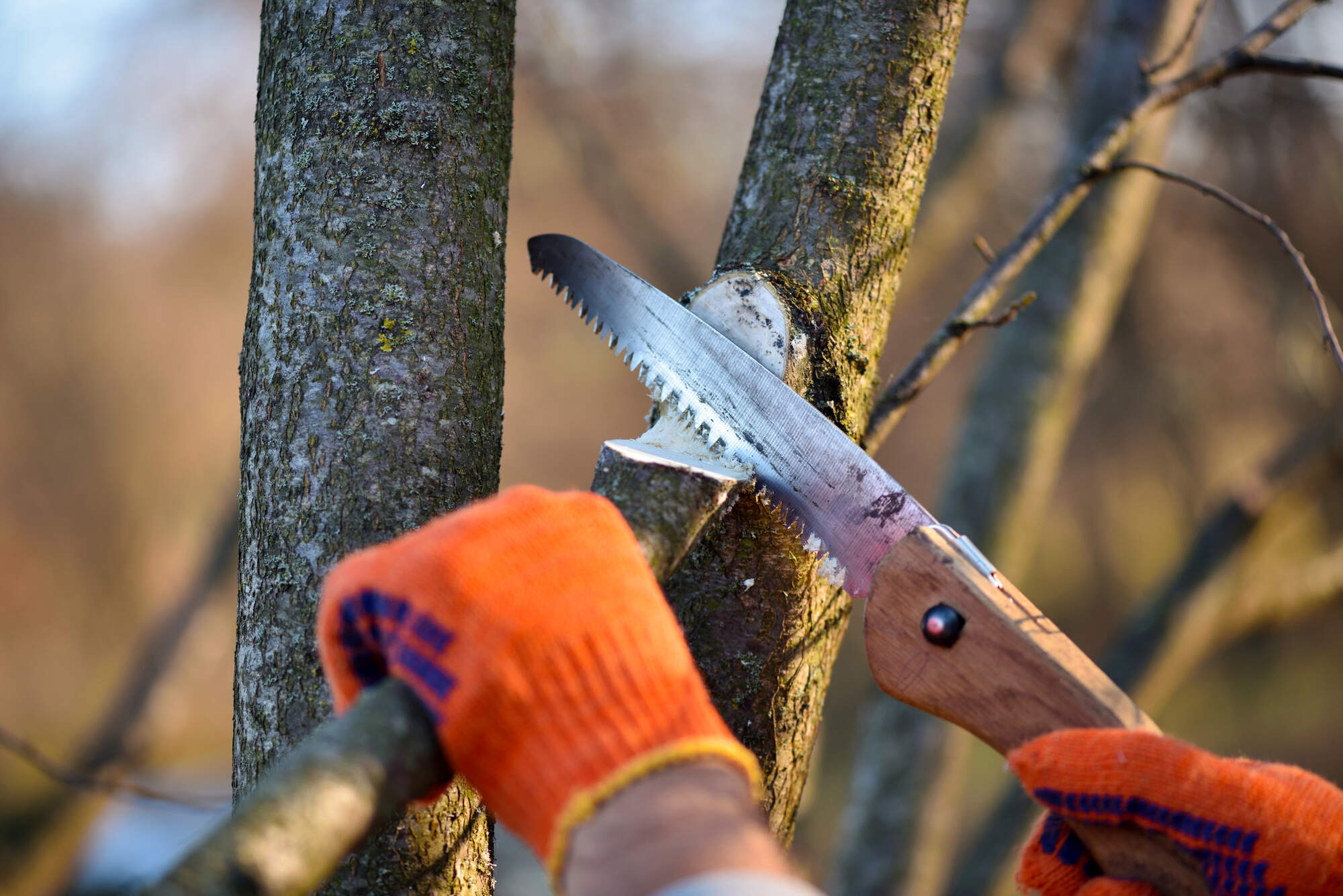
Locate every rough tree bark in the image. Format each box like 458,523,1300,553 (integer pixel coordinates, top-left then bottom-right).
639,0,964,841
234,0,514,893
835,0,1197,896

--------------------------------

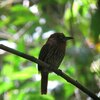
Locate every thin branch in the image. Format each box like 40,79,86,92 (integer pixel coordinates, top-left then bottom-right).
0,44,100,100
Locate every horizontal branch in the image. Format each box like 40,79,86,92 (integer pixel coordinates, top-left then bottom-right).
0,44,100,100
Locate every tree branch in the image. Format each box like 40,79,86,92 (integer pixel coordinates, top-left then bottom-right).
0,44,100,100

--------------------------------

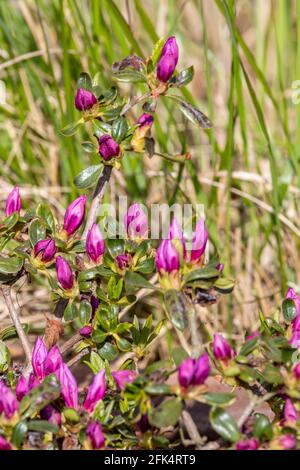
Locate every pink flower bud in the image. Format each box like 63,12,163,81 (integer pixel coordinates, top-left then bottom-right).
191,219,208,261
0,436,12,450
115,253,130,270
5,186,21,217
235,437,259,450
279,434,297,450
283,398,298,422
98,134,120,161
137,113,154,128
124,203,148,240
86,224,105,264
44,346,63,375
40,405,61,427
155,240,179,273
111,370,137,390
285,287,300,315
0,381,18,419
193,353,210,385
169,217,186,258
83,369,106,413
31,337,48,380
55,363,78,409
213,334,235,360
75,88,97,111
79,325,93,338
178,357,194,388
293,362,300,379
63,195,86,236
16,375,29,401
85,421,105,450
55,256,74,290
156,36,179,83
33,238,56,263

--------------------------------

Output the part of the data that opens with the line containing "Locate every rough" and closes with the line containing "835,0,1197,896" as a Markdown table with two columns, Row and Line. Give each line its row number and leave out any blank lines.

| Row | Line |
|---|---|
| 1 | Locate every rough tree bark in the image. Format each box like 458,523,1300,553 (integer pixel coordinates, top-left then bottom-right). |
| 2 | 639,0,964,841 |
| 3 | 234,0,514,893 |
| 4 | 835,0,1197,896 |